● Исходный текст:

У меня вовсе не было охоты выставляться напоказ на наших ученых конференциях, тем менее – во время публичных заседаний. При всем том по настоянию Гамильтон, желавшей видеть меня на кафедре как директора, я согласилась взойти. В назначенный день для раздачи призов и публичного заседания, о чем было объявлено в газетах, в академии собралось множество народа. В числе посетителей были даже посланники и их жены в качестве зрителей и слушателей. Я взошла на кафедру и произнесла речь самую лаконичную. Несмотря на то что я говорила не более пяти или шести минут, мое волнение, столь обычное в подобных случаях, было так велико, что я вынуждена была гасить в себе чувство стыда стаканом холодной воды.
Я была рада окончанию заседания и с тех пор никогда больше не появлялась на кафедре.

● Раздел данных:
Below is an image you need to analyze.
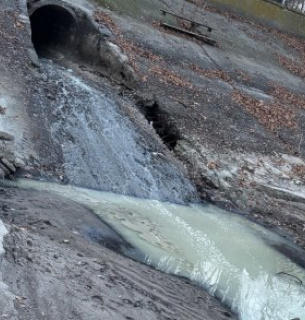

● Цель задания: Допишите продолжение текста о публичном заседании в академии, начав сразу после его последнего предложения.

● Ответ к упражнению:
Около того времени мы услышали о смерти отца Щербинина. Мнимый друг моей дочери, умирая, советовал ей искать соединения со своим мужем, с которым она уже давно разлучилась. Я уверена, что этот совет клонился к тому, чтобы, отдалив ее от моего влияния, легче отобрать у нее денежные и бриллиантовые подарки. Когда я узнала, что Щербинина получила письмо такого содержания, я не хотела вмешиваться со своим материнским авторитетом в дела моей дочери, но употребила все усилия, внушаемые дружеским и нежным сочувствием, чтобы доказать ей все лицемерие этого совета. Слезы, бесполезные наставления и глубокая скорбь расстроили мое здоровье. В самом деле, я предвидела все, что впоследствии и случилось. Кроме того, мне хорошо была известна расточительность моей дочери; уже только поэтому нельзя было не опасаться за дурные последствия ее нового шага. Правда, она обещала оставить Петербург и жить или с родственниками своего мужа, или в своем имении.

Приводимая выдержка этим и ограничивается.